— begin Document excerpt —

March 13, 2007
Hip-Hop Is Rock ’n’ Roll, and Hall of Fame Likes It
It’s official: Hip-hop is rock ’n’ roll.
Last night at the Waldorf-Astoria, Grandmaster Flash and the Furious Five, who proved that hip-hop was more than party music with their 1982 hit “The Message,” became the first hip-hop group to be inducted into the Rock and Roll Hall of Fame.
Joseph Saddler, better known as the disc jockey and producer Grandmaster Flash, said backstage, “It opens the gates to our culture.”
Jay-Z, the rapper who is chief executive officer of Def Jam Records, handed the awards to the group. Reading his speech from a personal digital assistant, he said, “The shot heard ’round the world was fired from the South Bronx.”
When Melle Mel, the rapper on “The Message,” stepped up to speak, he urged the music executives in the audience to “make hip-hop the culture that it was, instead the culture of violence it is right now.”
Joining the rappers as new members of the Hall of Fame were the poet-turned- punk-rock-pioneer Patti Smith, the three-member girl group the Ronettes, the hard-rock band Van Halen and the Georgia college-town rockers R.E.M.

— end Document excerpt —
— begin Stored data —

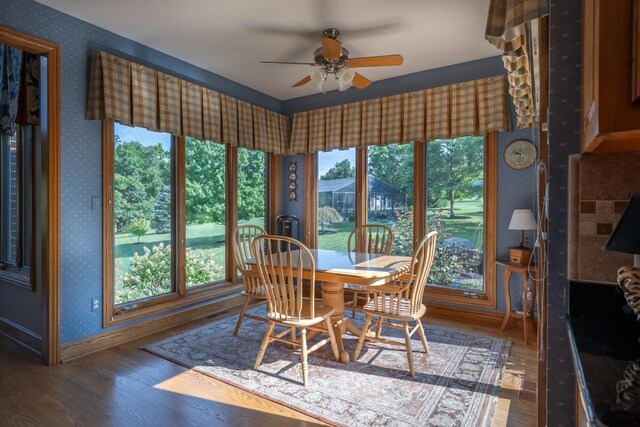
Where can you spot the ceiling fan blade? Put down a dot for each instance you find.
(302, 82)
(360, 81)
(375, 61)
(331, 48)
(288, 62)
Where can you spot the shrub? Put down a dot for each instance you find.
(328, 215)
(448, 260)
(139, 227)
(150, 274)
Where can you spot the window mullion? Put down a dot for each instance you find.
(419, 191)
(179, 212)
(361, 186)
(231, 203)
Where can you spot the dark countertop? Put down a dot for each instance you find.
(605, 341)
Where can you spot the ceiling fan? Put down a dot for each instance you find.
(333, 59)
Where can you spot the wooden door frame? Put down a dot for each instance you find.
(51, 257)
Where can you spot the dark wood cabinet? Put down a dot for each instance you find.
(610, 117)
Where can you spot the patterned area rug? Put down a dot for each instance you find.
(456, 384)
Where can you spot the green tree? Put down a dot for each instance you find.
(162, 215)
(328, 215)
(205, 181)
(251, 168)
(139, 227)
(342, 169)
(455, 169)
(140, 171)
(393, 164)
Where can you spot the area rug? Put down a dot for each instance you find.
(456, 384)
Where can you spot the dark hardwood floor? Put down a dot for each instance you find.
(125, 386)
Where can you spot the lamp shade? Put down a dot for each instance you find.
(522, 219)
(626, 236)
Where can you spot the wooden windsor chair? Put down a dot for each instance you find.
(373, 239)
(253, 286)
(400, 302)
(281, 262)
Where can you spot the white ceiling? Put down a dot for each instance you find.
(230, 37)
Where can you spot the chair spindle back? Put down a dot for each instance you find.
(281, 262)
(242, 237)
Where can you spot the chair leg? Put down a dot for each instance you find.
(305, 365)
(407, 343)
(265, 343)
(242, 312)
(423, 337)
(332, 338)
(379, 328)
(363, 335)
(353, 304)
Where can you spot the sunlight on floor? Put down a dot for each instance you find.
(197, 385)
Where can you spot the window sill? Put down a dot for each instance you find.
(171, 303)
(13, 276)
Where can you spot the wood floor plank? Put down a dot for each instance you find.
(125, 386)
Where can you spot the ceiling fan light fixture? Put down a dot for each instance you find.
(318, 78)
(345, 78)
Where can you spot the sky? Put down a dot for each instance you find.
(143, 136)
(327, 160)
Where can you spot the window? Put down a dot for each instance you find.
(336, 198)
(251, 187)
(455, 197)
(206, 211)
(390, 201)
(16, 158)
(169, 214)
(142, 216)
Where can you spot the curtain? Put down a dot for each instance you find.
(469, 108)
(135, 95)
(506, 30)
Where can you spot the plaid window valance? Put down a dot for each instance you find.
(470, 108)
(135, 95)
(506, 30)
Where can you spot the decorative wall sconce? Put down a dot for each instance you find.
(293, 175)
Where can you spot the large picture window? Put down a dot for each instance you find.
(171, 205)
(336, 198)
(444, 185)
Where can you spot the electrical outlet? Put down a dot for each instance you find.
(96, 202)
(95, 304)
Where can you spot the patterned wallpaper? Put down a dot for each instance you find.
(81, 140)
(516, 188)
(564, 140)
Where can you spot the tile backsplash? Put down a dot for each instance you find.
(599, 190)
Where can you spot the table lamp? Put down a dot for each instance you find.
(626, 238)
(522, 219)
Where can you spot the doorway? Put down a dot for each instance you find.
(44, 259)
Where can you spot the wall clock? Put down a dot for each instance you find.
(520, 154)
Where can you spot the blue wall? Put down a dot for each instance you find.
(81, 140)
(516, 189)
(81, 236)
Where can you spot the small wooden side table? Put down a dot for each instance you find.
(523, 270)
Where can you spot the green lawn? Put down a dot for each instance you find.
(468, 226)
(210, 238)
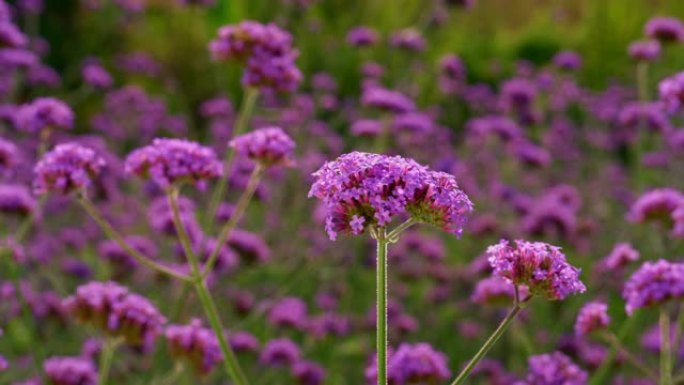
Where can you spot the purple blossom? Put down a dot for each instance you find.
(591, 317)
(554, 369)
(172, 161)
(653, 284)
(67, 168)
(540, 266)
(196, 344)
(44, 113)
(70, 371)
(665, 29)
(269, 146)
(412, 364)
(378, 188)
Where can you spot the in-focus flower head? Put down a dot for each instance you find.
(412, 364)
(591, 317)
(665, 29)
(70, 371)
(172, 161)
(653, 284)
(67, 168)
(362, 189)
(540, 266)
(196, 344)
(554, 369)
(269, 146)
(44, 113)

— end Stored data —

Repeat the Hall of Fame article word for word, everything from "Joining the rappers" down to "college-town rockers R.E.M.".

Solution>
Joining the rappers as new members of the Hall of Fame were the poet-turned- punk-rock-pioneer Patti Smith, the three-member girl group the Ronettes, the hard-rock band Van Halen and the Georgia college-town rockers R.E.M.